Listed entries:
★ ★ ★ ★

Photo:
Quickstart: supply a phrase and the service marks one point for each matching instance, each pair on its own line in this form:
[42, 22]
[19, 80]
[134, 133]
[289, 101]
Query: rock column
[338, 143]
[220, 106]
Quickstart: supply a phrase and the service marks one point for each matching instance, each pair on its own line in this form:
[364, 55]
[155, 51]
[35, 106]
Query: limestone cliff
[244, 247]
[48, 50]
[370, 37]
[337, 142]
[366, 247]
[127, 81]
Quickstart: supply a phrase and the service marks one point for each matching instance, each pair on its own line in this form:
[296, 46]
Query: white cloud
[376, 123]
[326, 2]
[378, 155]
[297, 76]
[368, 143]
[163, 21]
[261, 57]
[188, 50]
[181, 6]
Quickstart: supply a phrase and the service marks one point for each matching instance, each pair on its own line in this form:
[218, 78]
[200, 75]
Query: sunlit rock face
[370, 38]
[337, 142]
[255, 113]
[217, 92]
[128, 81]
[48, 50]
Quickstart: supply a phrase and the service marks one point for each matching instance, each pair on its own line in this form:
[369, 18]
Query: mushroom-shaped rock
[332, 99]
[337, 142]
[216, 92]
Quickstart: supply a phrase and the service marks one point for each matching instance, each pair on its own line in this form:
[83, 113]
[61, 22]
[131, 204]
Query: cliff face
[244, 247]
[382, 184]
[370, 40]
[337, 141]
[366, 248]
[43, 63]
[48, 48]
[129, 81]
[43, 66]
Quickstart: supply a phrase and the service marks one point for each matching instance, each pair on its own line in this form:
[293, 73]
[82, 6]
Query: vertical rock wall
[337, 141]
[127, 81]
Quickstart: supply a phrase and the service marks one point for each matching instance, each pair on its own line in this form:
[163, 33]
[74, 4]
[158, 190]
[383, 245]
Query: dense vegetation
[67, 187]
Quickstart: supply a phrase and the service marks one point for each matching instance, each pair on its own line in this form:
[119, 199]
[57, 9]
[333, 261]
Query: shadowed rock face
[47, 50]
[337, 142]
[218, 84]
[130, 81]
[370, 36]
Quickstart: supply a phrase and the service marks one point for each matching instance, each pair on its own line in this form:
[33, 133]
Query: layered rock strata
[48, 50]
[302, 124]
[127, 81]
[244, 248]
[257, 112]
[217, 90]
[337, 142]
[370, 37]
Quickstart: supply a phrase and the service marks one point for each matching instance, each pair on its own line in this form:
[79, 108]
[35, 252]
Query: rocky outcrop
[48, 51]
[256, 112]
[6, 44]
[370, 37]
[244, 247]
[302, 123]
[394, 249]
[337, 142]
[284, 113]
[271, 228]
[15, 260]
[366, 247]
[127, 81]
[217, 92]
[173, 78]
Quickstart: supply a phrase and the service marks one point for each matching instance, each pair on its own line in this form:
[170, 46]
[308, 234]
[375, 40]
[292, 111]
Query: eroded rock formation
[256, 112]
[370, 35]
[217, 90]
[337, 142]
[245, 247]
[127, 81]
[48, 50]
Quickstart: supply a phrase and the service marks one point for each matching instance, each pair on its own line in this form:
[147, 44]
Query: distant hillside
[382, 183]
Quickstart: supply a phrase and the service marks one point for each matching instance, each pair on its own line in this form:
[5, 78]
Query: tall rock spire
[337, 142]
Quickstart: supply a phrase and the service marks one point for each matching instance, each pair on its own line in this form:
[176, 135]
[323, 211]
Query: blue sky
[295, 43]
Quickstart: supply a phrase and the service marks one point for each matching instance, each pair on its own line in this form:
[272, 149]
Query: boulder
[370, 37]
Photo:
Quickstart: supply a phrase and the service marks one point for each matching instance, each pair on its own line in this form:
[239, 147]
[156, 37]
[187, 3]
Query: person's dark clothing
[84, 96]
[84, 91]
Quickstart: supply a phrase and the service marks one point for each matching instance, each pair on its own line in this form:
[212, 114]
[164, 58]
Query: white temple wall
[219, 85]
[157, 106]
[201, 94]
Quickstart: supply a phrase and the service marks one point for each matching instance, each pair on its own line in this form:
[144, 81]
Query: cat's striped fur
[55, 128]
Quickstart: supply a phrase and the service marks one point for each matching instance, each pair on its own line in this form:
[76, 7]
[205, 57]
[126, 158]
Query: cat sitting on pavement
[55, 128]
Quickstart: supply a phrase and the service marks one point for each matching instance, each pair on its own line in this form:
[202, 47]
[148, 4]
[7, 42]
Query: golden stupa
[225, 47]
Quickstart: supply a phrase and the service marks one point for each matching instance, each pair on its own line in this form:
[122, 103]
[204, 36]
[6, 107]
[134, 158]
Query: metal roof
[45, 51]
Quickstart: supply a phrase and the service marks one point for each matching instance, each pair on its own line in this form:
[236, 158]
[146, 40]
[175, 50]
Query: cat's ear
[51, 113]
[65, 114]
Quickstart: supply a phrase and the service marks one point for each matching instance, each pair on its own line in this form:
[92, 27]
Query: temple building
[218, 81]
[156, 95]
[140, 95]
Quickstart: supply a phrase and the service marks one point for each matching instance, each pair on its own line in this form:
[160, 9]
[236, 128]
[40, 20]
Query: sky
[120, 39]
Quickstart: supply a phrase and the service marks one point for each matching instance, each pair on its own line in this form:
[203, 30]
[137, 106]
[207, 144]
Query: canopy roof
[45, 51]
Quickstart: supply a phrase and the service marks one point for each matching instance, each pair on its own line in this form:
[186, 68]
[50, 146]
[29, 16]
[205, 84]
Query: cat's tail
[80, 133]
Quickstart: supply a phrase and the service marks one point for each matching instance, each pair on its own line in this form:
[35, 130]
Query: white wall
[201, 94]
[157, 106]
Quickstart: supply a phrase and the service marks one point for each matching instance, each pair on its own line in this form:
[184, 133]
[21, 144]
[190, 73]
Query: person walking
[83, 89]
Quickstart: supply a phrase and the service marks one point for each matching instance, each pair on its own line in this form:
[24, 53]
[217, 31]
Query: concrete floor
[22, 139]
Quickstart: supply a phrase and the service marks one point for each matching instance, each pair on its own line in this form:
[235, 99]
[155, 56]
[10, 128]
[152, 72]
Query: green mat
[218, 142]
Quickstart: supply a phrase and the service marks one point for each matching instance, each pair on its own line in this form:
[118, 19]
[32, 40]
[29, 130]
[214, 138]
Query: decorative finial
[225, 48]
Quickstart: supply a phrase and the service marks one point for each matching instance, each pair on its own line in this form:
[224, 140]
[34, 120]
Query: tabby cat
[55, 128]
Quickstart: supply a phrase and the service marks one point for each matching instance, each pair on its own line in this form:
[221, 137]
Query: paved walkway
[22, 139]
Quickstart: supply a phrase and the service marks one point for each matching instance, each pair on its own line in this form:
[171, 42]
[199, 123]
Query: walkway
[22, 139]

★ ★ ★ ★

Exactly reproduce all of the entries above.

Expected answer:
Photo:
Quickstart: supply a phrase and the service marks one point for each matching instance, each pair on its own line in this form:
[42, 22]
[19, 80]
[134, 133]
[289, 101]
Query: rock column
[338, 143]
[220, 106]
Quickstart: supply a phrase and the service marks one point for each matching instance, each pair on its own line in this form:
[364, 55]
[155, 51]
[35, 106]
Query: limestone cliff
[244, 247]
[48, 50]
[370, 37]
[337, 142]
[366, 247]
[127, 81]
Quickstart: supply a phrase and the service marks one point for each matching instance, each pair on its own line in this form:
[296, 46]
Query: white cloud
[376, 123]
[326, 2]
[378, 155]
[297, 76]
[368, 143]
[163, 21]
[261, 57]
[188, 50]
[181, 6]
Quickstart: supply a phrase and the service marks one point for each matching instance, each pair on its own line in this form:
[218, 78]
[200, 75]
Query: sunlit rock face
[370, 38]
[337, 142]
[255, 113]
[217, 92]
[128, 81]
[48, 50]
Quickstart: supply a phrase and the service marks one point for each matching instance, each pair on its own line in this form:
[369, 18]
Query: mushroom-shaped rock
[332, 99]
[337, 142]
[216, 92]
Quickstart: supply a phrase and the service marks one point for each matching instance, each pair on its own line in this form:
[83, 113]
[61, 22]
[131, 204]
Query: cliff face
[244, 247]
[382, 184]
[370, 40]
[337, 141]
[366, 248]
[43, 63]
[48, 48]
[129, 81]
[43, 66]
Quickstart: supply a phrase and the service marks one point for each matching instance, each pair on its own line in this form:
[293, 73]
[82, 6]
Query: vertical rock wall
[337, 141]
[127, 81]
Quickstart: supply a phrase and the service marks one point for each matching instance, each pair on its own line in this form:
[163, 33]
[74, 4]
[158, 190]
[383, 245]
Query: dense vegetation
[67, 187]
Quickstart: supply a phrase and the service marks one point for each matching instance, each pair on its own line in this form:
[119, 199]
[57, 9]
[333, 261]
Query: shadowed rock face
[47, 50]
[337, 142]
[218, 84]
[130, 81]
[370, 36]
Quickstart: supply a phrase and the service marks one point for each matching instance, each pair on its own line in this form:
[33, 133]
Query: layered rock strata
[48, 50]
[302, 124]
[127, 81]
[244, 248]
[257, 112]
[217, 90]
[337, 142]
[370, 37]
Quickstart: supply a phrase and the service marks one point for each matching instance, each pair on its own line in this form:
[79, 108]
[35, 252]
Query: rocky outcrop
[48, 51]
[256, 112]
[6, 44]
[370, 37]
[244, 247]
[302, 123]
[394, 249]
[337, 142]
[284, 113]
[271, 228]
[15, 260]
[366, 247]
[127, 81]
[217, 92]
[173, 78]
Quickstart: supply a phrase and the service marks one point for each matching instance, each pair on its own line in this form:
[170, 46]
[308, 234]
[375, 40]
[292, 111]
Query: eroded rock formation
[256, 112]
[370, 35]
[217, 90]
[337, 142]
[245, 247]
[127, 81]
[48, 50]
Quickstart: supply a phrase and the service marks one point for each matching instance, each pair on its own line in this form:
[147, 44]
Query: distant hillside
[382, 183]
Quickstart: supply a phrase and the service marks one point for each matching instance, each pair on its own line in this form:
[5, 78]
Query: tall rock spire
[337, 142]
Quickstart: supply a phrase and the service marks one point for each matching instance, each pair on its own line in this form:
[176, 135]
[323, 211]
Query: blue sky
[295, 43]
Quickstart: supply a phrase and the service marks one point for each matching instance, each pair on its own line in this form:
[272, 149]
Query: boulder
[370, 37]
Photo:
Quickstart: supply a phrase and the service marks one point for each matching instance, each pair on its own line in this form:
[239, 147]
[156, 37]
[187, 3]
Query: person's dark clothing
[84, 96]
[84, 91]
Quickstart: supply a phrase and the service marks one point for each matching instance, each pair on its own line in this form:
[212, 114]
[164, 58]
Query: white temple wall
[219, 85]
[157, 106]
[201, 94]
Quickstart: supply a phrase and the service marks one point for each matching instance, each pair on its own line in this form:
[144, 81]
Query: cat's striped fur
[55, 128]
Quickstart: supply a phrase and the service marks one point for each matching instance, each pair on its own line in this form:
[76, 7]
[205, 57]
[126, 158]
Query: cat sitting on pavement
[55, 128]
Quickstart: supply a phrase and the service marks one point for each matching instance, each pair on its own line in this form:
[202, 47]
[148, 4]
[7, 42]
Query: golden stupa
[225, 47]
Quickstart: supply a phrase and the service marks one point for each matching instance, each pair on its own line in this form:
[122, 103]
[204, 36]
[6, 107]
[134, 158]
Query: metal roof
[45, 51]
Quickstart: supply a phrase and the service marks one point for each matching instance, each pair on its own line in this form:
[236, 158]
[146, 40]
[175, 50]
Query: cat's ear
[51, 113]
[65, 114]
Quickstart: supply a phrase and the service marks one point for each matching instance, each pair on its own line in this form:
[92, 27]
Query: temple building
[218, 81]
[156, 95]
[140, 95]
Quickstart: supply a phrase and the service marks one point for each matching instance, each pair on its own line in this form:
[160, 9]
[236, 128]
[40, 20]
Query: sky
[120, 39]
Quickstart: supply a phrase and the service marks one point for each matching instance, each pair on its own line in this form:
[203, 30]
[137, 106]
[207, 144]
Query: canopy roof
[45, 51]
Quickstart: supply a phrase and the service marks one point for each matching instance, each pair on its own line in this form:
[186, 68]
[50, 146]
[29, 16]
[205, 84]
Query: cat's tail
[80, 133]
Quickstart: supply a phrase and the service marks one point for each matching instance, each pair on its own line in this form:
[35, 130]
Query: white wall
[201, 94]
[157, 106]
Quickstart: supply a phrase and the service marks one point for each matching instance, each pair on its own line in this form:
[184, 133]
[21, 144]
[190, 73]
Query: person walking
[83, 89]
Quickstart: supply a phrase and the service marks one point for each matching instance, each pair on its own line in this form:
[24, 53]
[217, 31]
Query: concrete floor
[22, 139]
Quickstart: supply a phrase and the service marks one point for each matching instance, each pair on its own line in this form:
[235, 99]
[155, 56]
[10, 128]
[152, 72]
Query: green mat
[218, 142]
Quickstart: supply a phrase and the service marks one point for each matching instance, each pair on its own line in this form:
[118, 19]
[32, 40]
[29, 130]
[214, 138]
Query: decorative finial
[225, 48]
Quickstart: supply a phrase and the service marks one point for each matching instance, each pair on its own line in this form:
[224, 140]
[34, 120]
Query: tabby cat
[55, 128]
Quickstart: supply a phrase and the service marks one point for each matching instance, each pair on its own line in this form:
[221, 137]
Query: paved walkway
[22, 139]
Quickstart: supply a phrase and the service marks one point for each matching instance, each pair on its own line in this form:
[171, 42]
[199, 123]
Query: walkway
[22, 139]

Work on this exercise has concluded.